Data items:
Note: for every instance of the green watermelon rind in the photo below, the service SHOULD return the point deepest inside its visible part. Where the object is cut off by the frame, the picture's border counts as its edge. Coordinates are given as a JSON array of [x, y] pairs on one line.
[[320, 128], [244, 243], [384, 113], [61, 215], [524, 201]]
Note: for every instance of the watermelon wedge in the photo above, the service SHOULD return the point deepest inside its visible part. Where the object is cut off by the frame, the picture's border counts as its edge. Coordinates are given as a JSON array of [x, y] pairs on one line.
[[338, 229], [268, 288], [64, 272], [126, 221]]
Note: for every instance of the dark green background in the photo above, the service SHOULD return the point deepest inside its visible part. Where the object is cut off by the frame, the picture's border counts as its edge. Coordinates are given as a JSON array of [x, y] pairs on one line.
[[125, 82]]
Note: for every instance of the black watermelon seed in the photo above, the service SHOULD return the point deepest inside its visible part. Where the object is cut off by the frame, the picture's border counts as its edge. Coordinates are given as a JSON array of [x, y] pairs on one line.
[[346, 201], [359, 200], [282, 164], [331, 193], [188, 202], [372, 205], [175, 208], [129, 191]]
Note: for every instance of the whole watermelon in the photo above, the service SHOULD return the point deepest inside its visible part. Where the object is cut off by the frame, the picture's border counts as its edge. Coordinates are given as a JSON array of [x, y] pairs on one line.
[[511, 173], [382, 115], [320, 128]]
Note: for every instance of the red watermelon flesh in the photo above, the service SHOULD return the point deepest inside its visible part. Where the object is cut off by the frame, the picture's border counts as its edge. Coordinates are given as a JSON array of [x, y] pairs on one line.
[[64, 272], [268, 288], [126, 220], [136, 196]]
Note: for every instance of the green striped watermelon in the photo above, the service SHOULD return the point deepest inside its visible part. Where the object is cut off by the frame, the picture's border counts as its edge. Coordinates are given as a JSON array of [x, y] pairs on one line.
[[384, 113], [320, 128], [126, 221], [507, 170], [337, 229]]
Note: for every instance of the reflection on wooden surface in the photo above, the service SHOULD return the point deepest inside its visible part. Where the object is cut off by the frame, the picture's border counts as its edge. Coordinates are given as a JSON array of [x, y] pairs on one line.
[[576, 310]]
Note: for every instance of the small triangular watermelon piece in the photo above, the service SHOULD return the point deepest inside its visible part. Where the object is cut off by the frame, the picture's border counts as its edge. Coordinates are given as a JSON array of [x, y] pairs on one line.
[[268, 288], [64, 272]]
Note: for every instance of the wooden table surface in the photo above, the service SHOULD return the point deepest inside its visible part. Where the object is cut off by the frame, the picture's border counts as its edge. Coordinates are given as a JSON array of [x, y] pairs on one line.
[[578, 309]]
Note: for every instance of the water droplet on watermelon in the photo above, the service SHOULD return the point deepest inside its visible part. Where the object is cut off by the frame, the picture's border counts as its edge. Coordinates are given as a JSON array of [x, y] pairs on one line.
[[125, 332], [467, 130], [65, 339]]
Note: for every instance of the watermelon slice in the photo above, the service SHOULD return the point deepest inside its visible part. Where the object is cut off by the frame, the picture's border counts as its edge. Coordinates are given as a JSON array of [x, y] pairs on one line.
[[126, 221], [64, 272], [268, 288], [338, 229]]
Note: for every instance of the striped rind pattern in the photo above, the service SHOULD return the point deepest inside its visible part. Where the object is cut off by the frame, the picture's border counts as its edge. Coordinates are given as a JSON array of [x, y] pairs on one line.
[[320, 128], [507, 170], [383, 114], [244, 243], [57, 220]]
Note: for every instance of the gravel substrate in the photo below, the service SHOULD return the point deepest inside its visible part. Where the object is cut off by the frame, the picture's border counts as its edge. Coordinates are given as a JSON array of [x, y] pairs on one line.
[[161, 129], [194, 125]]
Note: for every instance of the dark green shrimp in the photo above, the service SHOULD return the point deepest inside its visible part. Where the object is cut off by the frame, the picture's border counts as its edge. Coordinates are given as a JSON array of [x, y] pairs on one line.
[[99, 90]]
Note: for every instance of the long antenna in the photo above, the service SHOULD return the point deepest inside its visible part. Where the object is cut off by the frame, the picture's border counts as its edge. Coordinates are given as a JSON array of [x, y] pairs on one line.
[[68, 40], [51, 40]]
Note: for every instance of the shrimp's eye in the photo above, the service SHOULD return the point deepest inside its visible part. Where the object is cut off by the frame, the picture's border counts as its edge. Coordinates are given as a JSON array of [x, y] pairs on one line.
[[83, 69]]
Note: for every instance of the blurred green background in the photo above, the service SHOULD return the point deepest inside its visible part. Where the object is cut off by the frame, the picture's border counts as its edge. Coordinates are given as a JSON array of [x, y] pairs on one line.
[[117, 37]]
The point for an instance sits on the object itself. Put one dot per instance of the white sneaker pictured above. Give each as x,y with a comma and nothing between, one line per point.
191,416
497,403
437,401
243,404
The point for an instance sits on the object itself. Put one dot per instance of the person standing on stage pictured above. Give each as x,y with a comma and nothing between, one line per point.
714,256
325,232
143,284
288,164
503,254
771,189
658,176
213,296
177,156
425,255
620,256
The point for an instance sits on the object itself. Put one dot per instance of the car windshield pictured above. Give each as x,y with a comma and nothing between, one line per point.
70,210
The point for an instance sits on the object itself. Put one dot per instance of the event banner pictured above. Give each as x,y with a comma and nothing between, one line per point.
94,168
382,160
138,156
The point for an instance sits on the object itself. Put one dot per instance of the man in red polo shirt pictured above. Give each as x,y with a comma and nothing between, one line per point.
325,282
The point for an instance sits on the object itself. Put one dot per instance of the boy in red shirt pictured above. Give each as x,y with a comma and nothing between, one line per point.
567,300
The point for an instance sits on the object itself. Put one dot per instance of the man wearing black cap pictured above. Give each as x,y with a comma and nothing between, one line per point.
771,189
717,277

(Activity): Please return the records above exactly as they are written.

(Reply to the task):
Note: for every instance of the green watermelon rind in the photo below, the service SHOULD return the point deepest inside its visible part. Where the object is cut off by the frame, the picture's border counts as its edge. Coordinates are given as a JSON array of [x, y] pairs on one line.
[[320, 128], [244, 243], [384, 113], [61, 215], [524, 201]]
Note: for every instance of the watermelon wedge in the photo above, the service SHOULD return the point deepest inside its visible part. Where the object is cut off by the frame, the picture's border counts as its edge. Coordinates are given as a JSON array of [x, y] pairs on one line.
[[338, 229], [268, 288], [64, 272], [126, 221]]
Note: for every instance of the dark green background in the photo above, the service SHOULD return the point deepest inside its visible part. Where the object is cut off by the frame, the picture's border counts as its edge. Coordinates are given as a JSON array of [x, y] pairs on one line.
[[125, 82]]
Note: for every instance of the black watermelon seed in the photo above, the service SHOULD return the point deepest inside its visible part. Where the object is cut off by the frame, the picture's border counts as its edge. Coordinates are given as a JSON array of [x, y] pairs on one line.
[[346, 201], [359, 200], [282, 164], [331, 193], [188, 202], [372, 205], [175, 208], [129, 191]]
Note: for every instance of the whole watermelon in the photo above, the service SHOULD return the point deepest inside its visible part. Where the object is cut off by the frame, the picture's border counts as its edge. Coordinates are given as a JSON array of [x, y] pairs on one line.
[[511, 173], [382, 115], [320, 128]]
Note: for every instance of the red watermelon flesh in the photo above, the service SHOULD return the point deepest inside its visible part. Where the object is cut off by the frame, the picture's border counts as its edge. Coordinates are given as a JSON array of [x, y] pairs on one line.
[[64, 272], [268, 288], [126, 220], [136, 196]]
Note: for every instance of the green striped watermelon in the photo above, the service SHOULD return the point deepest inside its visible part. Where the object is cut off by the frame, the picture's border counts as its edge. Coordinates are given as a JSON array of [x, y] pairs on one line.
[[384, 113], [320, 128], [126, 221], [507, 170], [337, 229]]
Note: for every instance of the reflection on wooden surface in the photo above, the service SHOULD return the point deepest inside its visible part. Where the object is cut off by the frame, the picture's border counts as its edge. Coordinates are given as a JSON array of [x, y] pairs on one line.
[[576, 310]]
Note: for every instance of the small triangular watermelon piece in the photo above, the service SHOULD return the point deepest inside its visible part. Where the object is cut off by the frame, the picture's border counts as its edge. Coordinates are given as a JSON array of [x, y] pairs on one line.
[[268, 288], [64, 272]]
Note: for every instance of the wooden table surface in the photo above, the service SHOULD return the point deepest inside its visible part. Where the object is cut off by the frame, the picture's border counts as its edge. Coordinates are given as a JSON array of [x, y] pairs on one line.
[[578, 309]]
Note: for every instance of the water droplet on watermelon in the photo above, the service SHOULD return the point deepest inside its visible part. Where the object is cut off by the frame, the picture's border counts as its edge. Coordinates are given as a JSON array of [x, y] pairs on one line.
[[125, 332], [467, 130], [65, 339]]
Note: for every instance of the watermelon slice in the photo above, the service SHOULD return the point deepest inside its visible part. Where the object is cut off by the frame, the picture's border counts as its edge. Coordinates are given as a JSON array of [x, y] pairs on one line.
[[126, 221], [64, 272], [268, 288], [338, 229]]
Note: for every instance of the striped rind pattern in the photo above, the service SHOULD return the point deepest inside its visible part. Where the object is cut off by the frame, the picture's border counts as its edge. Coordinates are given as a JSON array of [x, y] pairs on one line.
[[320, 128], [507, 170], [383, 114], [244, 243], [57, 220]]
Note: for every instance of the gravel substrate in the photo below, the service SHOULD return the point deepest inside its visible part. Where the object is cut off by the frame, the picture's border counts as its edge. Coordinates are given as a JSON array of [x, y] pairs on one line.
[[161, 129], [194, 125]]
Note: for every instance of the dark green shrimp in the photo above, the service SHOULD return the point deepest inside its visible part. Where the object is cut off by the frame, the picture's border counts as its edge. Coordinates are given as a JSON array of [x, y] pairs on one line.
[[99, 90]]
Note: for every instance of the long antenna in the photo above, the service SHOULD return the point deepest inside its visible part. Where the object is cut off by the frame, the picture's border counts as its edge. Coordinates are given as a JSON array of [x, y] pairs on one line.
[[68, 40], [51, 40]]
Note: for every instance of the shrimp's eye in the photo above, the service SHOULD return the point deepest inside its visible part. Where the object is cut off by the frame, the picture's border counts as its edge. Coordinates are given as a JSON array of [x, y] pairs on one line.
[[83, 69]]
Note: for every instance of the blurred green background in the photo above, the service SHOULD return the point deepest inside its visible part. Where the object is cut off by the frame, the picture's border counts as its edge. Coordinates are given as a JSON array of [x, y] pairs on one line.
[[117, 37]]
The point for an instance sits on the object itself. Put one dot per instance of the white sneaker pictured above. Give each as x,y with a comma and nothing between, one line per point.
191,416
497,403
437,401
243,404
The point for an instance sits on the object itself. Put one dot per instance of the person standing on stage pictured above. Give each as x,y with a comma and nothing between, one line per point.
714,256
325,232
143,284
288,164
503,254
771,189
658,176
213,296
177,156
425,255
620,256
The point for an instance sits on the object itself. Put one dot per instance of the car windshield pictured above. Give each as x,y with a comma and nothing between, one line per point.
70,210
The point for an instance sits on the object itself. Put one dot per instance of the event banner pictured above. Give each as x,y with a comma and nothing between, one line per point.
94,168
382,160
138,156
The point for an instance sits on the object itself. Put one dot per instance of the man in red polo shirt pictured above. Give each as x,y with a comma and nothing between, one line per point.
325,282
The point for an instance sits on the object itself. Put one dot per instance of the boy in red shirt pictured above. Give each as x,y with a comma and nothing between, one line per point.
567,300
The point for an instance sits on the object itself. Put one dot per instance of the man wearing black cap pictured above. Give each as x,y with a comma and nothing between, one line per point.
771,189
717,277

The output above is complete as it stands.